* start Supplied data *
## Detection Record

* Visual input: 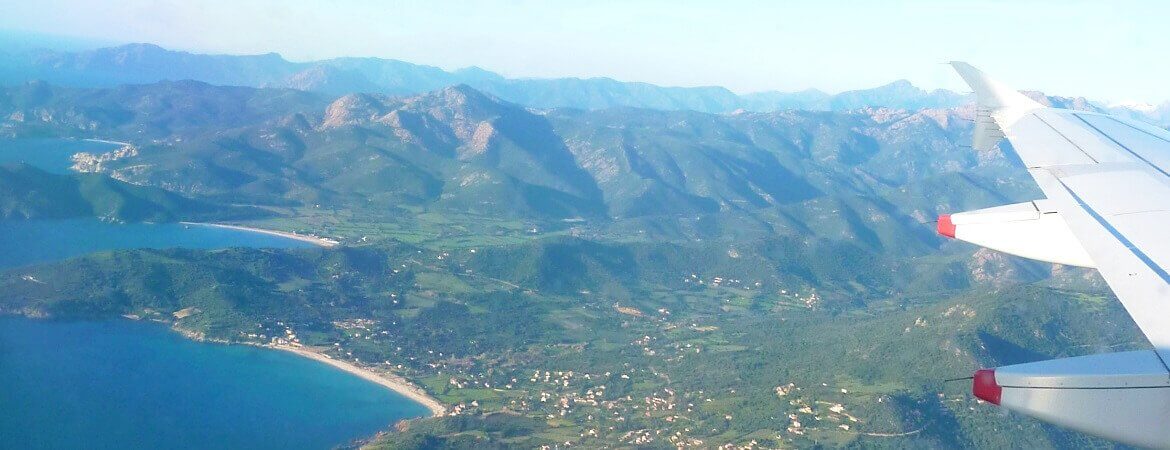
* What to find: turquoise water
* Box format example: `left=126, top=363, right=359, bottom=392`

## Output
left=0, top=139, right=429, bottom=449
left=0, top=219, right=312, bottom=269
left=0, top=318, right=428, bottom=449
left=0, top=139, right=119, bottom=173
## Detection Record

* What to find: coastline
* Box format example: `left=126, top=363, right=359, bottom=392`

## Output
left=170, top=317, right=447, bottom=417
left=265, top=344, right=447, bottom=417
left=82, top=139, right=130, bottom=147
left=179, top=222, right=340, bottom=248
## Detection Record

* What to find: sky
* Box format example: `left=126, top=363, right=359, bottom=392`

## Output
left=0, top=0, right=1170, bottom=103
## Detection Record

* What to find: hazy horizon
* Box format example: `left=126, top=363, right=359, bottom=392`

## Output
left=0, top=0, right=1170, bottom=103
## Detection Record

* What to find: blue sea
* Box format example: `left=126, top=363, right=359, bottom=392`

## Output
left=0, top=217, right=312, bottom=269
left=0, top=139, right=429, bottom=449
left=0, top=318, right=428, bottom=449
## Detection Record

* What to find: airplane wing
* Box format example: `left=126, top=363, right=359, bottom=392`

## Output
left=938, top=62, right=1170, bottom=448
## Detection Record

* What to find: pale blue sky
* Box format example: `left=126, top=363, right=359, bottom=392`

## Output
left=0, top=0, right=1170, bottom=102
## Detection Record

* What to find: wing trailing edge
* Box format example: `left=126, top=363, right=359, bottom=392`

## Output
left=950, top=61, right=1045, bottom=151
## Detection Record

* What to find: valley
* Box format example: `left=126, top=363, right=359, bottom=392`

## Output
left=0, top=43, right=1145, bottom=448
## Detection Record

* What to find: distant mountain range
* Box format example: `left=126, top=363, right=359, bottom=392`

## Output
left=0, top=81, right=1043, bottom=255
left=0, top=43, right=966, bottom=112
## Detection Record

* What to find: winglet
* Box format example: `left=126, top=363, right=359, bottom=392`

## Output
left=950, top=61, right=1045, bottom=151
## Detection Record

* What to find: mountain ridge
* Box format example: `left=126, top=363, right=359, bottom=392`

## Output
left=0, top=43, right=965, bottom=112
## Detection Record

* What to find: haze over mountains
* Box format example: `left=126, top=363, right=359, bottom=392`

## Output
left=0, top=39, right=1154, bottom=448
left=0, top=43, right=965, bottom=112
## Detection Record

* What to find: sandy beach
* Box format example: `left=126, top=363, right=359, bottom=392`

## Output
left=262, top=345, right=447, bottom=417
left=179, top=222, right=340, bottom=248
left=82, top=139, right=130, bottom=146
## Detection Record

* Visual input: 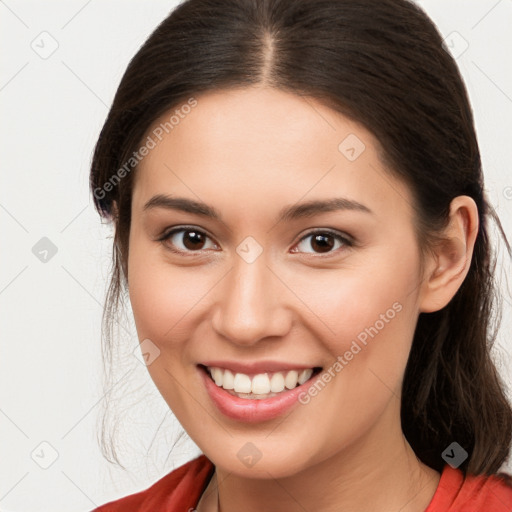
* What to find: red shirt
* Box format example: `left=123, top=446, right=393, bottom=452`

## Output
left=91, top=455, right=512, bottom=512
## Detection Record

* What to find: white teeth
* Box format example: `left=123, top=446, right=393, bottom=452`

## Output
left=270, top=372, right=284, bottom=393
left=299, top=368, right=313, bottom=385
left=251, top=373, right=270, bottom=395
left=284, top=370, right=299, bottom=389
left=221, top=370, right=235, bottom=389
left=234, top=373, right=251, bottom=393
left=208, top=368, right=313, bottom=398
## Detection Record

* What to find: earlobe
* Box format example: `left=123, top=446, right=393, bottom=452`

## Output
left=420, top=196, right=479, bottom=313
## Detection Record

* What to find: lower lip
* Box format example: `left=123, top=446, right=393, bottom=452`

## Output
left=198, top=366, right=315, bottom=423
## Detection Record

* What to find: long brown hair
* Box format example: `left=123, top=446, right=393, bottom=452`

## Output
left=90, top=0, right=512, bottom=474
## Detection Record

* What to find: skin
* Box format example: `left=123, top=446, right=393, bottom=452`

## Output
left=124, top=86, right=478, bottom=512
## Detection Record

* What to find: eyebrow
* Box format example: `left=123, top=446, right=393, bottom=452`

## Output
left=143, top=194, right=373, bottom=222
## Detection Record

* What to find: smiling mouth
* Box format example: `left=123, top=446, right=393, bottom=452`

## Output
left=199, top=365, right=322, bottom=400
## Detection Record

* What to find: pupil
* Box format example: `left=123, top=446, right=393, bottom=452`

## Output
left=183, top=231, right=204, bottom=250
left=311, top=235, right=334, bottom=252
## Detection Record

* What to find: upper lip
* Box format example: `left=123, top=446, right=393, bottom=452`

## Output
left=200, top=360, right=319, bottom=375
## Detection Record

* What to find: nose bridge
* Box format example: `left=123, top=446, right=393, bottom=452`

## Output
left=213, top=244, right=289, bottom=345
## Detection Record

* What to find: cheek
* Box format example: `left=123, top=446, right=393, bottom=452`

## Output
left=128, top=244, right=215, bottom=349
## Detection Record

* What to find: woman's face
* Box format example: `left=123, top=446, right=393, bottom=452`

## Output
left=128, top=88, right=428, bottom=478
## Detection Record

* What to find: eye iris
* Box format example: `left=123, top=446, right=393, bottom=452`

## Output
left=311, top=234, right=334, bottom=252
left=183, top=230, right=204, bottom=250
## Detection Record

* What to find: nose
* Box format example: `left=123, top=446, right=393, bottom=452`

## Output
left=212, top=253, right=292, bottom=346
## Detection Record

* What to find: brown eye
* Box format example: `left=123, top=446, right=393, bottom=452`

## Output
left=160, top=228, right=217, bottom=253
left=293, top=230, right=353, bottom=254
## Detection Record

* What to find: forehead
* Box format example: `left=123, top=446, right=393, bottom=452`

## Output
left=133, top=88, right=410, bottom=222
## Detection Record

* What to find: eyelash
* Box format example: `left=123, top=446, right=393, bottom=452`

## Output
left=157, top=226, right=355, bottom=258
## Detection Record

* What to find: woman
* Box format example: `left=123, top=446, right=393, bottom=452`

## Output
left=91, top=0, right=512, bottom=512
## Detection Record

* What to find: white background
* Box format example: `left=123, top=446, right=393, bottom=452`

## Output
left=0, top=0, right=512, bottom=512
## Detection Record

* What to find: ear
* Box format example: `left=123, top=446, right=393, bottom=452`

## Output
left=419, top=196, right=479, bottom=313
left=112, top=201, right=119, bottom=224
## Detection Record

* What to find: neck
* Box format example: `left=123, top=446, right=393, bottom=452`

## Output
* end Supplied data *
Task to carry out: Reproduce the data above with every "What to find" replaced by "Target label" and nothing else altered. Omit the pictures from your output.

Solution for this problem:
## Detection Record

* Visual input: 
* Target label: turquoise water
* Box format example: `left=126, top=363, right=359, bottom=392`

## Output
left=0, top=139, right=429, bottom=449
left=0, top=219, right=312, bottom=269
left=0, top=318, right=428, bottom=449
left=0, top=139, right=119, bottom=173
## Detection Record

* Target label: coastline
* Box format example: `left=126, top=363, right=359, bottom=392`

## Output
left=170, top=317, right=447, bottom=417
left=265, top=344, right=447, bottom=417
left=82, top=139, right=130, bottom=147
left=179, top=222, right=340, bottom=248
## Detection Record

* Target label: sky
* Box format example: `left=126, top=363, right=359, bottom=392`

## Output
left=0, top=0, right=1170, bottom=103
## Detection Record

* Target label: hazy horizon
* Box format example: `left=126, top=363, right=359, bottom=392`

## Output
left=0, top=0, right=1170, bottom=103
## Detection Record

* Target label: blue sea
* Box format example: `left=126, top=363, right=359, bottom=392`

## Output
left=0, top=217, right=312, bottom=269
left=0, top=139, right=429, bottom=449
left=0, top=318, right=428, bottom=449
## Detection Record

* Target label: airplane wing
* Box format example: `left=126, top=363, right=359, bottom=392`

## Output
left=938, top=62, right=1170, bottom=448
## Detection Record

* Target label: pale blue sky
* Box format example: `left=126, top=363, right=359, bottom=392`

## Output
left=0, top=0, right=1170, bottom=102
## Detection Record

* Target label: wing trailing edge
* Box format example: `left=126, top=363, right=359, bottom=392`

## Output
left=950, top=61, right=1045, bottom=151
## Detection Record

* Target label: valley
* Box format example: `left=126, top=363, right=359, bottom=392`

## Output
left=0, top=43, right=1145, bottom=448
## Detection Record

* Target label: distant mountain range
* Box format example: `left=126, top=363, right=359, bottom=392`

## Output
left=0, top=81, right=1043, bottom=255
left=0, top=43, right=966, bottom=112
## Detection Record

* Target label: winglet
* Box format example: `left=126, top=363, right=359, bottom=392`

## Output
left=950, top=61, right=1045, bottom=151
## Detection Record

* Target label: mountain ridge
* Box format example: `left=126, top=363, right=359, bottom=392`

## Output
left=0, top=43, right=965, bottom=112
## Detection Record

* Target label: haze over mountains
* Box format example: `left=126, top=363, right=359, bottom=392`

## Output
left=0, top=39, right=1154, bottom=448
left=0, top=43, right=965, bottom=112
## Detection Record

* Target label: sandy beach
* Box format example: `left=126, top=363, right=359, bottom=392`

## Output
left=262, top=345, right=447, bottom=417
left=179, top=222, right=340, bottom=248
left=82, top=139, right=130, bottom=146
## Detection Record

* Visual input: 
* Target label: red shirt
* Box format example: `left=123, top=446, right=393, bottom=452`

## Output
left=91, top=455, right=512, bottom=512
## Detection Record

* Target label: white teeth
* Box format example: `left=123, top=446, right=393, bottom=452`

## Output
left=270, top=372, right=284, bottom=393
left=299, top=368, right=313, bottom=385
left=251, top=373, right=270, bottom=395
left=284, top=370, right=299, bottom=389
left=221, top=370, right=235, bottom=389
left=234, top=373, right=251, bottom=393
left=208, top=368, right=313, bottom=398
## Detection Record

* Target label: earlobe
* Box format example: `left=123, top=446, right=393, bottom=452`

## Output
left=420, top=196, right=479, bottom=313
## Detection Record

* Target label: lower lip
* Box format example: `left=123, top=446, right=393, bottom=452`

## Output
left=198, top=366, right=315, bottom=423
## Detection Record

* Target label: long brown hair
* Box format example: `left=123, top=446, right=393, bottom=452`

## Output
left=90, top=0, right=512, bottom=474
## Detection Record

* Target label: skin
* Box format example: `left=123, top=446, right=393, bottom=452`

## Output
left=124, top=86, right=478, bottom=512
## Detection Record

* Target label: eyebrow
* Box format example: `left=123, top=446, right=393, bottom=452`

## Output
left=143, top=194, right=373, bottom=222
## Detection Record

* Target label: smiling mouth
* Box format example: `left=123, top=446, right=393, bottom=452`

## Output
left=199, top=365, right=322, bottom=400
## Detection Record

* Target label: pupil
* Box format example: `left=123, top=446, right=393, bottom=452`

## Output
left=183, top=231, right=204, bottom=250
left=311, top=235, right=334, bottom=252
## Detection Record

* Target label: upper lip
* Box format example: `left=123, top=446, right=393, bottom=452`

## Output
left=200, top=360, right=319, bottom=375
## Detection Record

* Target label: nose bridge
* Box format example: `left=123, top=446, right=393, bottom=452`

## Output
left=213, top=244, right=289, bottom=345
## Detection Record

* Target label: cheek
* Box format example: `left=123, top=446, right=393, bottom=452`

## Output
left=128, top=244, right=215, bottom=349
## Detection Record

* Target label: woman's face
* Box format example: `left=123, top=446, right=393, bottom=452`

## Output
left=128, top=88, right=428, bottom=478
## Detection Record

* Target label: eye iris
* Box format example: `left=123, top=446, right=393, bottom=452`

## Output
left=311, top=234, right=334, bottom=252
left=183, top=230, right=204, bottom=250
## Detection Record

* Target label: nose
* Box format example: `left=123, top=446, right=393, bottom=452`

## Output
left=212, top=253, right=292, bottom=346
## Detection Record

* Target label: brown eye
* Box format example: `left=123, top=446, right=393, bottom=452`

## Output
left=160, top=228, right=217, bottom=253
left=293, top=230, right=353, bottom=254
## Detection Record

* Target label: forehead
* Box format example: `left=123, top=446, right=393, bottom=452`

## Output
left=133, top=88, right=410, bottom=222
## Detection Record

* Target label: eyelash
* Box format example: `left=123, top=446, right=393, bottom=452`

## Output
left=157, top=226, right=355, bottom=258
## Detection Record

* Target label: woman
* Box format example: `left=123, top=446, right=393, bottom=452`

## Output
left=91, top=0, right=512, bottom=512
## Detection Record

* Target label: white background
* Box format example: `left=123, top=446, right=393, bottom=452`

## Output
left=0, top=0, right=512, bottom=512
## Detection Record

* Target label: ear
* Box format example: `left=123, top=446, right=393, bottom=452`

## Output
left=419, top=196, right=479, bottom=313
left=112, top=201, right=119, bottom=224
## Detection Record

* Target label: neck
* Box format example: `left=123, top=446, right=393, bottom=452`

## Output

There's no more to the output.